→ **Source passage**
Jeffrey's website is a great start to understanding the .IMP file format, but lacks such basic information as:

You may have even noticed that the EBW1150 .imp is slightly bigger (filesize-wise) than the same REB1200 .imp when no images are present. That is because the EBW1150 .imp uses two additional (irrelevant/unused) bytes for most records and when multiplied by thousand of records results in a larger file! I think a different "programming team" came out with the EBW1150 .imp file format as most .RES filetype records are reversed byte wise (i.e. BE vs LE). It makes this .IMP reverse-engineering unnecessarily more difficult!

I would like to herein build a knowledge-base for the "definitive" understanding of the .IMP file format. As others have already expressed to me their own foray into .imp "nuts & bolts" investigations, I propose to start off this knowledge-base with my preliminary findings written as a Perl script. That script is imp_dump.pl (along with it's required support files) and can be used to exploded any un-encrypted .imp ebook into it's (decompressed) text and images components.

Now, take note, that I said text and images NOT .html and images.

The original html is not stored in the .imp file. Only the basic components are, like a record that tells you where all the font/styles changes are located in the file, another record indicates where to end the line so that it doesn't spill over the screen size of that .imp and other records that stores the images, hyperlinks used, etc. Basically all the building blocks are there (scattered) and we require those components to be re-assembled somehow into a .html!

BTW, release v4.0 of EBook-Tools should have basic .imp support for .html generation with image linking, but will initially lack table/hyperlink/styles support. Those are planned for future releases.

I plan to collect postings from this thread and compile a wiki page with the relevant parts of the .IMP file format specification as reverse-engineered by ALL of us!

Below are all the .RES filetypes that exist (thus far) and volunteers can pick the un-documented .RES filetypes on a "first come, first serve" basis.

Code:

.IMP file comprises these groups of .RES filetypes:

where:

text:

'!!cm'

'!!ky'

DATA.FRK - decompressor written in Perl, C and soon to be C#.

page_line:

'BPgz'

'BPgZ'

'ImRn' - written in Perl (see imp_dump.pl)

'Pcz0' - written in Perl (see imp_dump.pl)

'PcZ0' - written in Perl (see imp_dump.pl)

'Pcz1' - written in Perl (see imp_dump.pl)

'PcZ1' - written in Perl (see imp_dump.pl)

page_header_footer:

'HfPz'

'HfPZ'

links:

'AncT' - written in Perl (see imp_dump.pl)

→ **Recorded information**

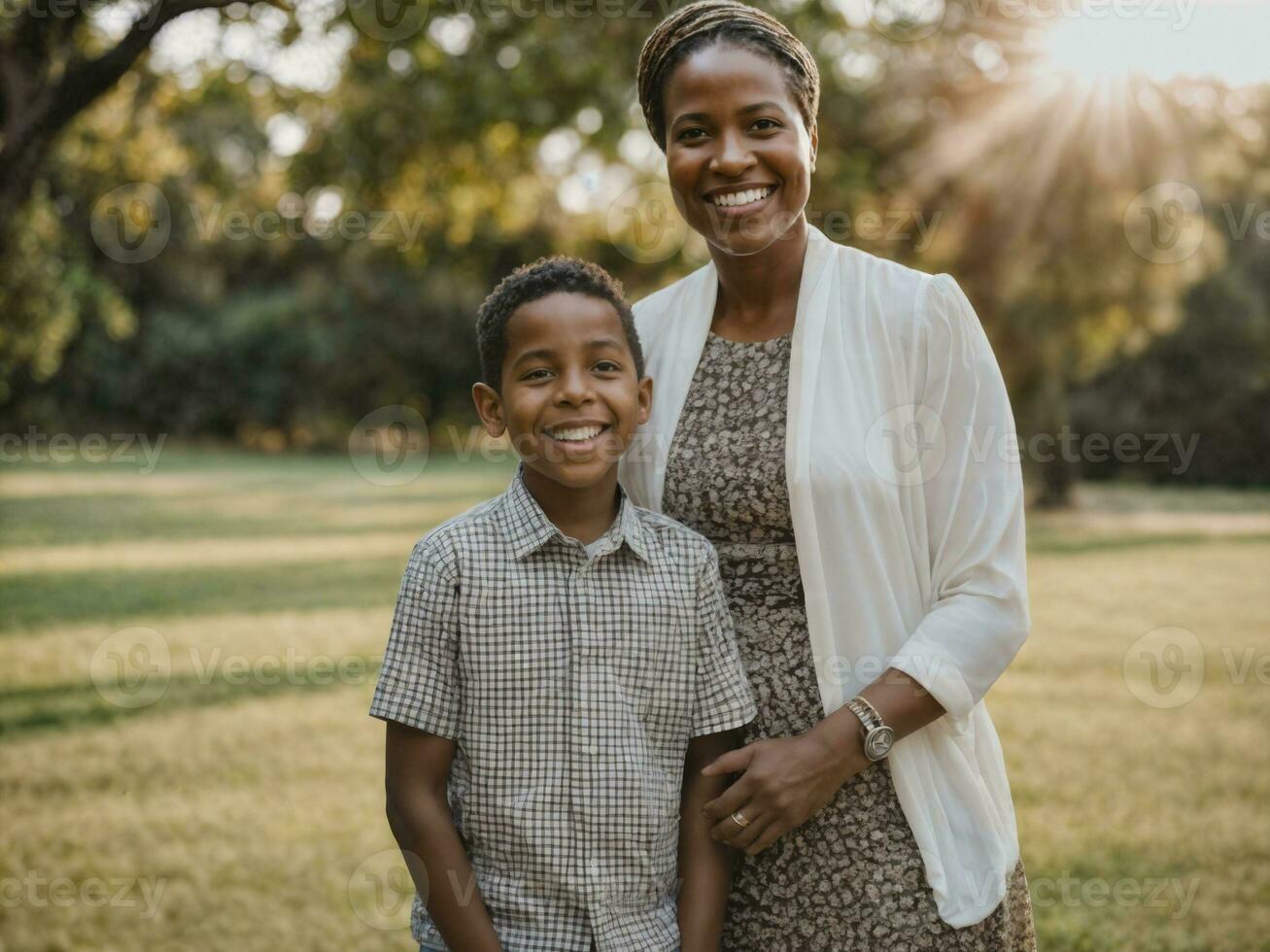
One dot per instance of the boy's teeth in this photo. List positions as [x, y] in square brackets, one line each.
[577, 433]
[743, 197]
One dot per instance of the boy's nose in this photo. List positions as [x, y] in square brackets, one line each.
[574, 388]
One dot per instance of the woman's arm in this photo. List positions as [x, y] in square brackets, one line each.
[790, 779]
[705, 866]
[417, 765]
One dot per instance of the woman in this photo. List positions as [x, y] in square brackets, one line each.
[830, 421]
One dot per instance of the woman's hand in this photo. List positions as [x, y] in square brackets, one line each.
[784, 783]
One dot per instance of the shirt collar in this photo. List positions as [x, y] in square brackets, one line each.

→ **Set of tasks**
1. Retype everything in the .IMP format post from "Now, take note, that" down to "for future releases.".
2. Pick up the .IMP format post where it stops and keep writing.

→ **Answers to the problems**
1.
Now, take note, that I said text and images NOT .html and images.

The original html is not stored in the .imp file. Only the basic components are, like a record that tells you where all the font/styles changes are located in the file, another record indicates where to end the line so that it doesn't spill over the screen size of that .imp and other records that stores the images, hyperlinks used, etc. Basically all the building blocks are there (scattered) and we require those components to be re-assembled somehow into a .html!

BTW, release v4.0 of EBook-Tools should have basic .imp support for .html generation with image linking, but will initially lack table/hyperlink/styles support. Those are planned for future releases.

2.
'AnTg'

'Lnks'

'eLnk'

misc_info:

'Batr'

'Binf'

'BGcl' - written in Perl (see imp_dump.pl)

'BPos'

'Clos'

'Devm' - written in Perl (see imp_dump.pl)

'Dict'

'FRgs'

'Glos'

'MASK'

'Mrgn' - written in Perl (see imp_dump.pl)

'Hyp2'

'Hyph'

'Offs'

'pInf' - written in Perl (see imp_dump.pl)

'Pc31'

'PPic' - written in Perl (see imp_dump.pl)

'SKtb'

'SMnu'

'stbd'

'!!sw' - written in Perl (see imp_dump.pl)

formatting:

'ESts' - written in Perl (see imp_dump.pl)

'HRle'

'Styl'

'StRn' - written in Perl (see imp_dump.pl)

'StR#'

'StR2'

tables:

'Tabl'

'TCel'

'TRow'

images:

'GIF ' - written in Perl (see imp_dump.pl)

'JPEG' - written in Perl (see imp_dump.pl)

'PIC2' - written in Perl (see imp_dump.pl)

'PICT' - written in Perl (see imp_dump.pl)

'PNG ' - written in Perl (see imp_dump.pl)

markups:

'MRPs'

'Ano2'

'Hlts'

'BTok'

'BMks'

form_data:

'TGNt'

'Form'

'FItm'

'FIDt'

'FrDt'

One of the component records in the .RES directory when the .IMP file is exploded with unimp.exe is the DATA.FRK file. It contains the basic text used in the ebook and is the same for both the Color VGA (REB 1200) & Grayscale Half-VGA (EBW 1150) .IMP files. This DATA.FRK file is decompressed by deimp.exe if it was originally (LZSS) compressed, when created, along with control characters (see below) being substituted/expanded.

DATA.FRK File

Element text is extracted and placed in this file. Elements tags are replaced with control characters. This file can be compressed and encrypted with compression occuring before encryption. This file is compressed when the element <meta name="x-SBP-compress" content="on"/> is included in the <x-metadata> element of the package file. The compression algorithm used is LZSS. This file is encrypted when the element <meta name="x-SBP-encrypt" content="on"/> is included in the <x-metadata> element of the package file. The encryption algorithm used is DES. The 8 byte encryption key is in the SoftBook Edition Encryption Key File (.key) at offset 0x0C.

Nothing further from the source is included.